> [Zadanie]
Czy możesz przeskalować poniższe wiersze, przepisując je w całości razem z poleceniami, tak aby każdą współrzędną ramek w odpowiedziach pomnożyć przez 2,2 i zaokrąglić do liczby całkowitej, z połówkami w górę? Liczby w poleceniach i we wzorze formatu zostaw bez zmian, a obrazów nie umieszczaj w odpowiedzi.

Wiersze wybrane ze zbioru:
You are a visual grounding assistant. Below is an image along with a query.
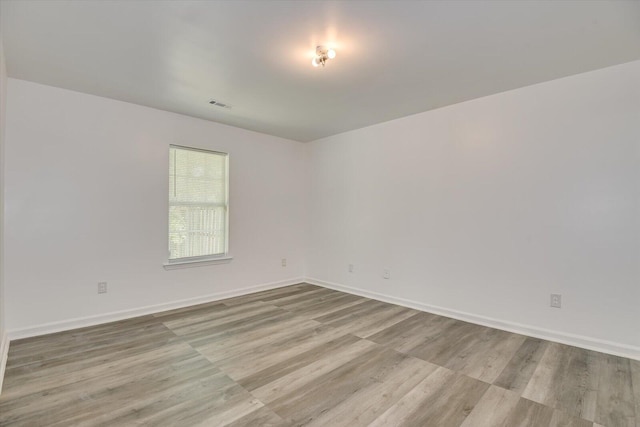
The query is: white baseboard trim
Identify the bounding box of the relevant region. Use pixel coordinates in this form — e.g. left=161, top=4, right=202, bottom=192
left=304, top=277, right=640, bottom=360
left=0, top=331, right=9, bottom=394
left=7, top=277, right=304, bottom=342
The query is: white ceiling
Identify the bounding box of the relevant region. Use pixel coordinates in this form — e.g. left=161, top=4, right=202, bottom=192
left=0, top=0, right=640, bottom=141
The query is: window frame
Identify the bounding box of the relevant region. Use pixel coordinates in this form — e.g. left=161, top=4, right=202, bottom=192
left=164, top=144, right=233, bottom=269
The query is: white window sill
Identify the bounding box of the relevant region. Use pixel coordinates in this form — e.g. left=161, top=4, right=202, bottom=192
left=162, top=255, right=233, bottom=270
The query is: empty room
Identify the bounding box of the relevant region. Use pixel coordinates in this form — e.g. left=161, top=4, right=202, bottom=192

> [Wykonane zadanie]
You are a visual grounding assistant. Below is an image along with a query.
The query is: white baseboard trim
Identify the bounding box of the relevant region. Use pixel coordinates in this form — e.g. left=161, top=4, right=202, bottom=192
left=669, top=609, right=1408, bottom=792
left=0, top=728, right=20, bottom=867
left=15, top=609, right=669, bottom=752
The query is: white ceiling
Identify the bounding box of the relevant region. Use pixel coordinates in this form — e.g. left=161, top=4, right=202, bottom=192
left=0, top=0, right=1408, bottom=310
The query is: window frame
Identify the bounding box of the relevant region. Use pixel coordinates in this form — e.g. left=161, top=4, right=202, bottom=192
left=361, top=317, right=513, bottom=592
The query is: white window sill
Identify the bounding box of the relevant region. Use pixel coordinates in this form — e.g. left=161, top=4, right=202, bottom=192
left=356, top=561, right=513, bottom=594
The query is: empty room
Identify the bounding box of the relevant region. Use pixel coordinates in this form — e.g. left=161, top=4, right=202, bottom=192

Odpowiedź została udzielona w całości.